BUG: na_values dict form not working on index column · Issue #57547 · pandas-dev/pandas (original) (raw)

Pandas version checks

Reproducible Example

from io import StringIO

from pandas._libs.parsers import STR_NA_VALUES import pandas as pd

file_contents = """,x,y MA,1,2 NA,2,1 OA,,3 """

default_nan_values = STR_NA_VALUES | {"squid"} names = [None, "x", "y"] nan_mapping = {name: default_nan_values for name in names} dtype = {0: "object", "x": "float32", "y": "float32"}

pd.read_csv( StringIO(file_contents), index_col=0, header=0, engine="c", dtype=dtype, names=names, na_values=nan_mapping, keep_default_na=False, )

Issue Description

I'm trying to find a way to read in an index column as exact strings, but read in the rest of the columns as NaN-able numbers or strings. The dict form of na_values seems to be the only way implied in the documentation to allow this to happen, however, when I try this, it errors with the message:

Traceback (most recent call last):
  File ".../test.py", line 17, in <module>
    pd.read_csv(
  File ".../venv/lib/python3.10/site-packages/pandas/io/parsers/readers.py", line 1024, in read_csv
    return _read(filepath_or_buffer, kwds)

Stated exercise 1
Answer these questions about the pandas bug report:
(a) Which engine is passed to read_csv in the example code?
(b) What extra string is added to the default NA values?
(c) What Python version appears in the file paths of the traceback?

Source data
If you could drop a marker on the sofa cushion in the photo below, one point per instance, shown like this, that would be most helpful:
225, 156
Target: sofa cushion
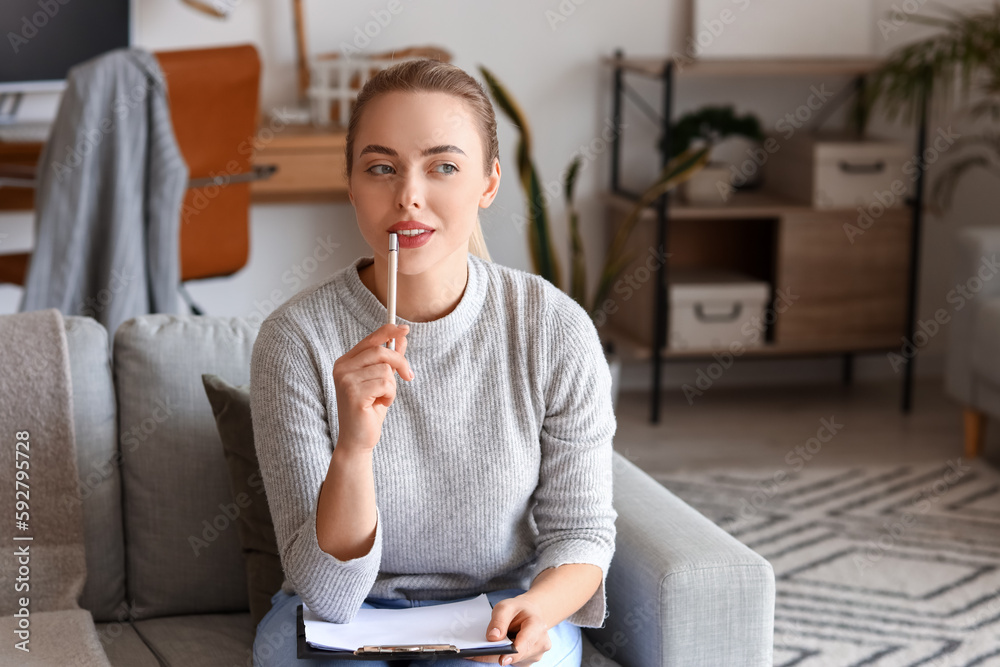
203, 640
64, 637
98, 459
123, 645
231, 407
183, 553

Stated exercise 2
Offset the listing above: write out every line of it again, requests included, but add 103 to both numbers in each answer point. Leave the sample format in the request unchanged, and leave the pictures out.

Exercise output 1
(a) "c"
(b) "squid"
(c) Python 3.10

Exercise output 2
If you could drop a marker on the sofa cushion in the photo below, one point per instance, shown like this, that would be most helpful:
225, 156
Target: sofa cushion
306, 743
167, 740
201, 562
226, 748
334, 510
286, 656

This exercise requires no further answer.